Each record that follows should be repeated exactly, minus any images.

Segmentation dataset records:
○ ○ ○ ○

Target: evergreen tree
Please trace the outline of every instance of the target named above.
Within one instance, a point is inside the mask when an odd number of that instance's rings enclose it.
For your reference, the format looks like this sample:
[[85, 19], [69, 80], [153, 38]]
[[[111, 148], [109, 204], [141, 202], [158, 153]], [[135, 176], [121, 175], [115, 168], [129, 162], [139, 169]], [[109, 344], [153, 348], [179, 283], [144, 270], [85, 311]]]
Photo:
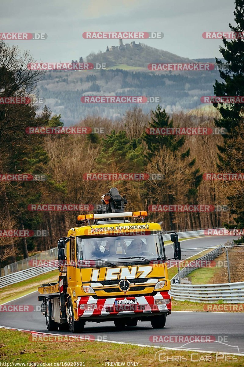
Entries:
[[[236, 0], [235, 3], [234, 14], [236, 25], [230, 24], [229, 26], [233, 32], [237, 32], [238, 34], [244, 30], [244, 0]], [[229, 68], [226, 70], [221, 69], [220, 75], [224, 81], [221, 83], [215, 81], [214, 86], [215, 94], [217, 96], [244, 95], [244, 39], [237, 36], [236, 39], [230, 40], [223, 39], [223, 43], [224, 47], [221, 47], [219, 50], [228, 64]], [[216, 60], [217, 63], [223, 66], [222, 62], [217, 58]], [[241, 132], [244, 122], [243, 105], [241, 103], [213, 104], [221, 115], [219, 120], [215, 121], [217, 126], [225, 128], [228, 132], [223, 135], [223, 145], [218, 146], [218, 168], [220, 171], [227, 173], [243, 172], [244, 139]], [[238, 154], [240, 152], [240, 155]], [[244, 192], [240, 187], [243, 183], [240, 182], [237, 185], [230, 182], [225, 184], [228, 193], [231, 193], [228, 197], [230, 212], [234, 216], [237, 228], [243, 228]], [[227, 226], [233, 228], [233, 225]], [[243, 237], [241, 241], [243, 240]]]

○ ○ ○ ○

#### [OUTPUT FOR THIS EXERCISE]
Target: evergreen tree
Please trace the outline of every instance of the target named above.
Within one instance, a point is inside the mask when an odd number of that instance's rings enclose it.
For your reference, the format looks like this sample:
[[85, 19], [69, 80], [153, 38]]
[[[111, 148], [109, 204], [141, 202], [158, 153]], [[135, 176], [121, 175], [115, 168], [129, 162], [139, 169]], [[109, 344], [153, 348], [179, 283], [144, 270], [85, 311]]]
Photo:
Entries:
[[[236, 0], [235, 3], [234, 14], [236, 25], [230, 24], [229, 26], [233, 32], [237, 32], [238, 34], [244, 30], [244, 0]], [[229, 68], [226, 70], [221, 69], [220, 75], [224, 81], [221, 83], [215, 81], [214, 86], [215, 94], [217, 96], [244, 95], [244, 39], [237, 36], [236, 39], [230, 40], [223, 39], [223, 43], [224, 47], [221, 47], [219, 50], [228, 64]], [[216, 60], [217, 63], [223, 66], [222, 62], [217, 58]], [[241, 132], [244, 122], [243, 105], [241, 103], [213, 104], [221, 115], [219, 120], [215, 121], [217, 126], [225, 128], [228, 132], [223, 135], [223, 145], [218, 146], [218, 168], [220, 171], [227, 173], [243, 172], [244, 139]], [[238, 154], [240, 152], [240, 155]], [[244, 192], [240, 187], [243, 183], [240, 182], [237, 185], [230, 182], [225, 184], [228, 193], [231, 193], [228, 197], [230, 212], [234, 216], [237, 228], [243, 228]], [[227, 226], [233, 228], [233, 225]], [[243, 237], [241, 241], [243, 240]]]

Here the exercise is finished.